- [GIVEN EXERCISE A]:
Answer these questions from the passage on DCDHF dyes:
(i) Which dihedral angle does the analysis find to be the better indicator of the degree of charge-transfer character?
(ii) What quantum yield does the T-P dye 7 have?
(iii) What Stokes shift does the trisaromatic 21 possess?

- [TEXT TO READ]:

::::::::::

Dihedral angles from both of the available x-ray results and model calculations indicate that the rings are twisted, although the calculations may not always capture the correct direction or exact magnitude. Errors in calculating values for da may be due to the use of a dimethylamino donor group in the calculation model rather than the dihexyl amino group found in the actual molecules. This analysis shows that the dihedral angle between aromatic rings (dr₂) is a better indicator of the degree of charge-transfer character than that between DCDHF ring and the adjacent ring (dr₁). Although these dr₂ values for each compound from x-ray results and model calculations are different, they have the same trends, with P-P 5 having the largest dihedral angle and P-T 6 having the smallest value.

Emission Spectra

The emission maxima, Stokes shift and quantum yield of the DCDHF dyes measured in toluene are summarized in Table 1 while Fig. 3 shows the normalized emission spectra of the four Ar1-Ar2 DCDHF fluorophores 5–8 in toluene. It is clear that the addition of an olefin to the single aromatic ring dye provides a significant bathochromic shift, which is accomplished with a sacrifice of quantum yield (in solution) (Table 1). On the contrary, introduction of the second aromatic ring, particularly a thiophene ring, affords not only a red shift but also increased quantum yield (Φ_F) in toluene compared with the original dyes with a single benzene or thiophene π-bridge. For example, addition of a benzene ring to the single phenyl linkage provides a small bathochromic shift of 22 nm from 486 nm for 1 to 506 nm for 5, but this is accompanied by an order-of-magnitude increase in quantum yield (4.4% to 82%). If the second ring is a thiophene, both the absorption wavelength and quantum yield are further enhanced. The T-P dye 7 has the highest quantum yield (74%) and the T-T dye 8 has the longest absorption wavelength and offers five times the quantum yield (50%) compared to the single thiophene dye 2 (11%). The trisaromatic 21 has a longer wavelength emission maximum than any of the bisaromatic dyes 5–8 while its absorption maximum wavelength is less than any of the thiophene-containing dyes 6–8; this triaromatic possesses the highest Stokes shift (4380 cm⁻¹) amongst all the DCDHF dyes studied here. The bisaromatic-vinyl compounds 24 and 25 have longer wavelength emission maxima and higher quantum yields 7% (24), 13% (25) compared with V-P 3 (2%) and V-T 4 (2%), but the quantum yields are still much lower than their corresponding bisaromatic counterparts 7 and 8.

Figure 3.

::::::::::

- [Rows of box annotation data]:
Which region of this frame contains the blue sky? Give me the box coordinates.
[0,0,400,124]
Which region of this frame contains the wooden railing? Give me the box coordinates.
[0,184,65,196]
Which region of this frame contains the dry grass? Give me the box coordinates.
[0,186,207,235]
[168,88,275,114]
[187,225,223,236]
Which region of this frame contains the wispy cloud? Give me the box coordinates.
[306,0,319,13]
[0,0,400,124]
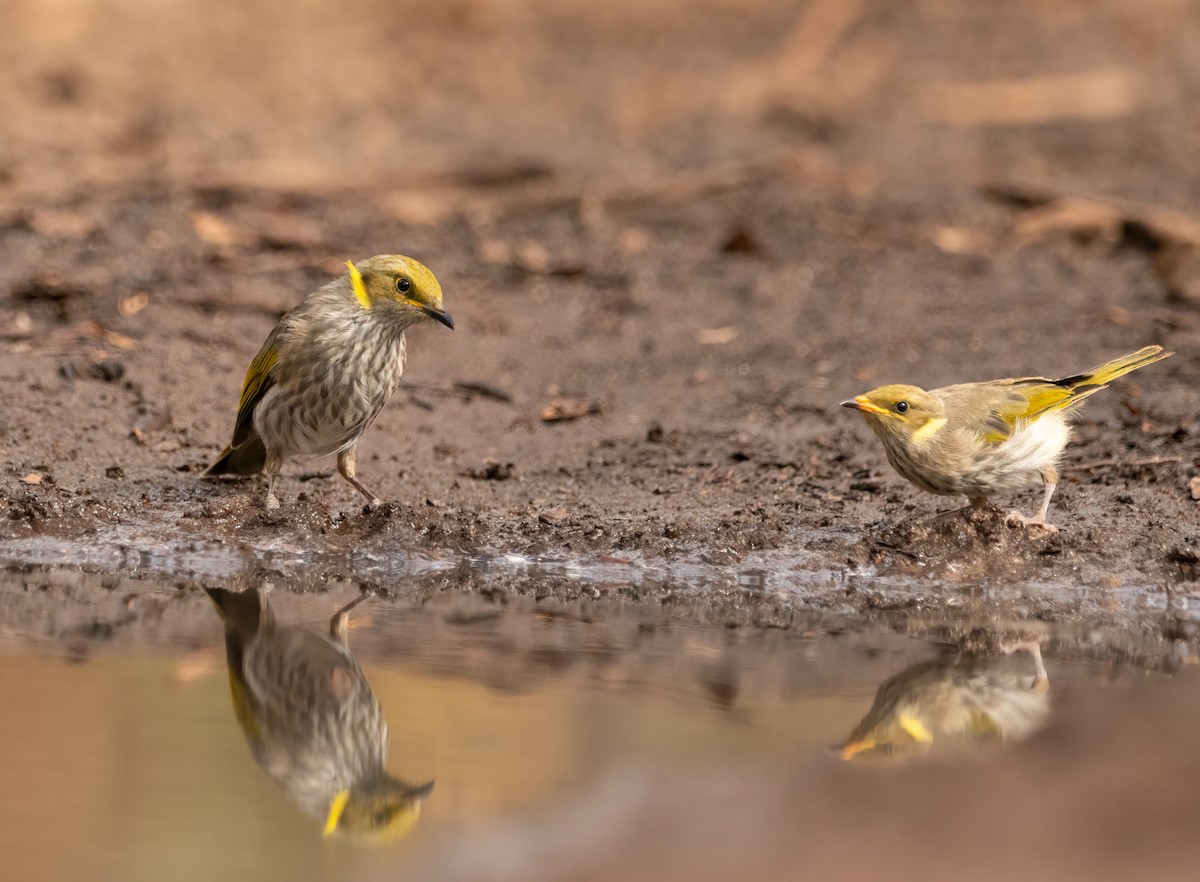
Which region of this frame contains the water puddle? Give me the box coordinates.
[0,550,1200,880]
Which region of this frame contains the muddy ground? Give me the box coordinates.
[0,0,1200,606]
[0,0,1200,878]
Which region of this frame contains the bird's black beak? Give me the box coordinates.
[841,395,890,416]
[421,306,454,331]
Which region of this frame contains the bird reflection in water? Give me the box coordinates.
[205,588,433,842]
[832,641,1050,761]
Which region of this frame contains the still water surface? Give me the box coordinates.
[0,566,1185,880]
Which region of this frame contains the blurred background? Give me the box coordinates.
[0,0,1200,882]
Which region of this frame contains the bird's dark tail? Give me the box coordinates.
[204,588,271,641]
[200,434,266,478]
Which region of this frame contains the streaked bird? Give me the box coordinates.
[204,254,454,510]
[832,642,1050,760]
[205,588,433,841]
[841,346,1175,529]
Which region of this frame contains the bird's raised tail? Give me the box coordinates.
[1055,346,1175,389]
[200,436,266,478]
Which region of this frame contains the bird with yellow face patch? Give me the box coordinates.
[204,588,433,842]
[841,346,1174,530]
[832,641,1050,762]
[204,254,454,509]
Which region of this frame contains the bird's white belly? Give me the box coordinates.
[960,412,1070,496]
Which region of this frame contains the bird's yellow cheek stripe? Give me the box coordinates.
[346,260,371,310]
[899,713,934,744]
[325,790,350,836]
[912,416,946,442]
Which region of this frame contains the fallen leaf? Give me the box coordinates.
[696,325,738,346]
[541,398,601,422]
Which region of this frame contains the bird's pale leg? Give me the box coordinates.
[264,460,282,511]
[929,496,988,522]
[1000,640,1050,695]
[329,594,371,647]
[1006,481,1058,533]
[337,444,383,509]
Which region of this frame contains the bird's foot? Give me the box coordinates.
[1000,640,1050,694]
[1004,511,1058,533]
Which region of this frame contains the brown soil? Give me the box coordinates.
[0,0,1200,606]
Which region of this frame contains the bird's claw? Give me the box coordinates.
[1004,511,1058,533]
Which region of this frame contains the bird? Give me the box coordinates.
[203,254,454,511]
[830,641,1050,760]
[204,588,433,842]
[841,346,1175,530]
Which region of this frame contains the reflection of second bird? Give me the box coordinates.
[205,588,433,841]
[833,641,1050,760]
[204,254,454,509]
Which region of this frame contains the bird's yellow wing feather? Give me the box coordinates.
[232,332,280,448]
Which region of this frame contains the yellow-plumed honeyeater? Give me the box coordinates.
[841,346,1174,529]
[832,641,1050,761]
[205,588,433,842]
[204,254,454,509]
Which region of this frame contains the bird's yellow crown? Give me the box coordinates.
[346,254,443,312]
[842,384,946,439]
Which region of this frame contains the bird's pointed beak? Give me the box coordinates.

::::::::::

- [GIVEN EXERCISE B]:
Recast the rows as a JSON list of strings, one string per line, leaving out blank lines. Include only the rows starting at the line that contains "Which region of this frame contains the streaked" and ending at the last row.

- [FULL SOLUTION A]:
(i) The dihedral angle between the aromatic rings (dr₂).
(ii) 74%.
(iii) 4380 cm⁻¹.

- [FULL SOLUTION B]:
[
  "Which region of this frame contains the streaked bird? Give me the box coordinates.",
  "[204,254,454,510]",
  "[832,642,1050,760]",
  "[205,588,433,841]",
  "[841,346,1175,529]",
  "Which region of this frame contains the bird's raised tail? Give me the box coordinates.",
  "[1055,346,1175,389]",
  "[200,436,266,478]",
  "Which region of this frame contains the bird with yellow face patch? Give me the box coordinates.",
  "[204,588,433,842]",
  "[841,346,1174,530]",
  "[832,641,1050,762]",
  "[204,254,454,509]",
  "Which region of this frame contains the bird's white belly? Give me the box coordinates.",
  "[960,412,1070,496]",
  "Which region of this frame contains the bird's yellow cheek stripe? Give me the box coordinates.",
  "[346,260,371,310]",
  "[899,713,934,744]",
  "[325,790,350,836]",
  "[912,416,946,442]",
  "Which region of this frame contains the fallen leaf? Give me the box coordinates.",
  "[696,325,738,346]",
  "[541,398,601,422]",
  "Which region of this frame contains the bird's pale leg? Give me the box coordinates.",
  "[264,460,282,511]",
  "[929,496,988,522]",
  "[1000,640,1050,695]",
  "[329,594,371,647]",
  "[1006,481,1058,533]",
  "[337,444,383,509]",
  "Which region of this frame contains the bird's foot? Give me the box coordinates.",
  "[1000,640,1050,694]",
  "[1004,511,1058,533]",
  "Which region of this frame contains the brown soil? Give me the box coordinates.",
  "[0,0,1200,606]",
  "Which region of this frame contains the bird's claw? Give me the box coordinates.",
  "[1004,511,1058,533]",
  "Which region of this frame contains the bird? Give me the box coordinates.",
  "[203,254,454,511]",
  "[830,641,1050,760]",
  "[204,588,433,842]",
  "[841,346,1175,530]",
  "Which region of this frame contains the reflection of second bird? Give me the box coordinates.",
  "[205,588,433,841]",
  "[833,641,1050,760]",
  "[204,254,454,509]",
  "Which region of this frame contains the bird's yellow wing feather? Give me the box coordinates.",
  "[232,332,280,448]",
  "Which region of this frame contains the yellow-plumed honeyeater? Give me the box coordinates.",
  "[841,346,1174,529]",
  "[832,641,1050,761]",
  "[205,588,433,842]",
  "[204,254,454,509]",
  "Which region of this frame contains the bird's yellow crown? Give me the box coordinates.",
  "[346,254,443,312]",
  "[842,384,946,439]",
  "Which region of this frame contains the bird's pointed beak? Give me the box coordinates."
]